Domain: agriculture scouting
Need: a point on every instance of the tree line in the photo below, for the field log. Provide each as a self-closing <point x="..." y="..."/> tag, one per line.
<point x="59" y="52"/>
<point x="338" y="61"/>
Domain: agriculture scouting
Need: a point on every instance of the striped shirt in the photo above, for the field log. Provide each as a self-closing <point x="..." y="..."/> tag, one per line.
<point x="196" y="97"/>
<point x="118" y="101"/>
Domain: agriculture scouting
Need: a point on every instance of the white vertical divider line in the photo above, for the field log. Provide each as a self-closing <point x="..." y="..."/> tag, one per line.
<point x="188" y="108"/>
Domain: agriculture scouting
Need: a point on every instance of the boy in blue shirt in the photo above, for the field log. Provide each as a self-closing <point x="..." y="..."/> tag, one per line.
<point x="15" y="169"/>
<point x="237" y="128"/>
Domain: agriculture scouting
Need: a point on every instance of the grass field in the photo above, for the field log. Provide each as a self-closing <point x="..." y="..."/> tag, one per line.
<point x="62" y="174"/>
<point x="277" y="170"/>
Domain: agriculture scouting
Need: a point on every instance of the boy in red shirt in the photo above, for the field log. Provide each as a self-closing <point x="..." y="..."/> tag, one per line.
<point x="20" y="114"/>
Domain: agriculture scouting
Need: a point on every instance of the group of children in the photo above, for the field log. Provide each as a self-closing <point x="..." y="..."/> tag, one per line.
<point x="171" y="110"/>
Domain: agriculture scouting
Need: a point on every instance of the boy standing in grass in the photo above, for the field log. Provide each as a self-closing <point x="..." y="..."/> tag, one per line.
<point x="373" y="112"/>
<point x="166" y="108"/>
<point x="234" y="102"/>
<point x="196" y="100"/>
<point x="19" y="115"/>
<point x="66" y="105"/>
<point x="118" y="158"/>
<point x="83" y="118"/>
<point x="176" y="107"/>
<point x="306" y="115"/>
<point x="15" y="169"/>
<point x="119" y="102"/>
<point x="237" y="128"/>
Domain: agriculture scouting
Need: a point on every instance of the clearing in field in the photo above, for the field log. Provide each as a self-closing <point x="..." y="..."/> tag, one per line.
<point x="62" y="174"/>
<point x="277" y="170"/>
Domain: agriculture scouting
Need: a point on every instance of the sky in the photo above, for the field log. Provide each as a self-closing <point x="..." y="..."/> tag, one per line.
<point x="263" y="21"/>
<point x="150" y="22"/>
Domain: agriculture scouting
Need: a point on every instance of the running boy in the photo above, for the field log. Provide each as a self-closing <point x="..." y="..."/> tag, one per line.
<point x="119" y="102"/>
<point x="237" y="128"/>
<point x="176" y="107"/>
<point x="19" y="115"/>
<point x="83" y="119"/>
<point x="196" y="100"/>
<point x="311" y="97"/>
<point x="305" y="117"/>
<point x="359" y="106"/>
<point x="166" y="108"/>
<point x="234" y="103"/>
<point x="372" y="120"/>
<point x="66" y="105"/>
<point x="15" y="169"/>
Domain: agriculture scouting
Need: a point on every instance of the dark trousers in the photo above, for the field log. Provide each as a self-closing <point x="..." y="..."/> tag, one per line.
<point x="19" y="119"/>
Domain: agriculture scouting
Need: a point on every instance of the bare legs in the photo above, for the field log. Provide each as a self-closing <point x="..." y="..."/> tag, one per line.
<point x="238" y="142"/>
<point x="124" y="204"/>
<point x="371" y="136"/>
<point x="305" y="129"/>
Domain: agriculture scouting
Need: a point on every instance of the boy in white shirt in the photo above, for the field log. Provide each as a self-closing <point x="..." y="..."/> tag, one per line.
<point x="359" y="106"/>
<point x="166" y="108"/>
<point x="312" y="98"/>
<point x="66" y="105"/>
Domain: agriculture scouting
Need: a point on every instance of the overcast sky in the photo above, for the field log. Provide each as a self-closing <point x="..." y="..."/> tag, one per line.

# # # # #

Restate every record exactly, leaving nothing out.

▶ [OUTPUT OF THE EXERCISE]:
Domain: agriculture scouting
Need: a point on every instance of the tree line in the photo below, for the field log. Provide each as a self-closing <point x="..." y="..."/> tag, one per line.
<point x="59" y="52"/>
<point x="338" y="61"/>
Domain: agriculture scouting
Need: a point on every instance of the striped shirt in the photo above, for the field log. Provide each as a self-closing <point x="..." y="..."/> tag, one per line.
<point x="196" y="97"/>
<point x="118" y="101"/>
Domain: agriculture scouting
Need: a point on every instance of the white vertical divider line in the photo above, for the field log. Provide each as a self-closing <point x="..." y="..."/> tag, one per line.
<point x="188" y="108"/>
Domain: agriculture scouting
Need: a point on every instance of the boy in blue shirt in the photo above, for the field log. Provide each as a self-closing <point x="..." y="..."/> tag, one per line.
<point x="15" y="169"/>
<point x="237" y="128"/>
Domain: agriculture scouting
Need: a point on every instance of the grass field in the photo above, for the field log. Provide each as a self-closing <point x="..." y="..."/> tag, one per line.
<point x="62" y="174"/>
<point x="277" y="170"/>
Domain: agriculture scouting
Need: a point on every instance of the boy in red shirt in the photo above, for the field log. Provide each as a self-closing <point x="..." y="..."/> tag, one per line.
<point x="20" y="114"/>
Domain: agriculture scouting
Need: a point on every instance of the group of children in the photo above, for the field log. Provide each as a self-closing <point x="..." y="..."/> tag, one per line.
<point x="171" y="110"/>
Domain: agriculture scouting
Need: a point on every instance of the boy standing in grass in the photo above, for the field log. Provide each as a self-closing <point x="..." y="..."/> tag, one per line.
<point x="373" y="112"/>
<point x="166" y="108"/>
<point x="234" y="102"/>
<point x="196" y="100"/>
<point x="19" y="115"/>
<point x="66" y="105"/>
<point x="118" y="158"/>
<point x="83" y="118"/>
<point x="176" y="107"/>
<point x="306" y="115"/>
<point x="15" y="169"/>
<point x="119" y="102"/>
<point x="237" y="128"/>
Domain: agriculture scouting
Need: a point on every instance of the clearing in field in the photo above, for the field log. Provide each as a self-closing <point x="..." y="..."/> tag, one per line.
<point x="62" y="174"/>
<point x="277" y="170"/>
Domain: agriculture scouting
Need: a point on every instance of the sky in the photo above, for the field log. Provide each as a self-closing <point x="..." y="..."/> tag, one per line.
<point x="263" y="21"/>
<point x="150" y="22"/>
Domain: agriculture scouting
Need: a point on every instance of the running boy in the photo above, for the field log. Provide each as a self-closing <point x="..." y="..."/> tag, one per line.
<point x="119" y="102"/>
<point x="237" y="128"/>
<point x="176" y="107"/>
<point x="19" y="115"/>
<point x="83" y="119"/>
<point x="196" y="100"/>
<point x="311" y="97"/>
<point x="305" y="117"/>
<point x="359" y="106"/>
<point x="166" y="108"/>
<point x="234" y="103"/>
<point x="372" y="120"/>
<point x="66" y="105"/>
<point x="15" y="169"/>
Domain: agriculture scouting
Need: a point on every instance of the dark trousers in the photo above, for the field log. Provide each as a self-closing <point x="..." y="..."/> tag, one per line.
<point x="19" y="119"/>
Domain: agriculture scouting
Need: a point on every instance of the bare legs in the photo above, for the field log. Provide each as a self-closing <point x="..." y="..."/> tag, one per line.
<point x="238" y="142"/>
<point x="124" y="204"/>
<point x="371" y="136"/>
<point x="305" y="129"/>
Domain: agriculture scouting
Need: a point on every instance of the boy in white shirt in the photo above, for the field log. Provide each as a self-closing <point x="..." y="..."/> tag, one per line.
<point x="359" y="106"/>
<point x="166" y="108"/>
<point x="312" y="98"/>
<point x="66" y="105"/>
Domain: agriculture scouting
Need: a point on every instance of the overcast sky in the photo above, for the field log. Provide each as a self-closing <point x="..." y="..."/> tag, one per line.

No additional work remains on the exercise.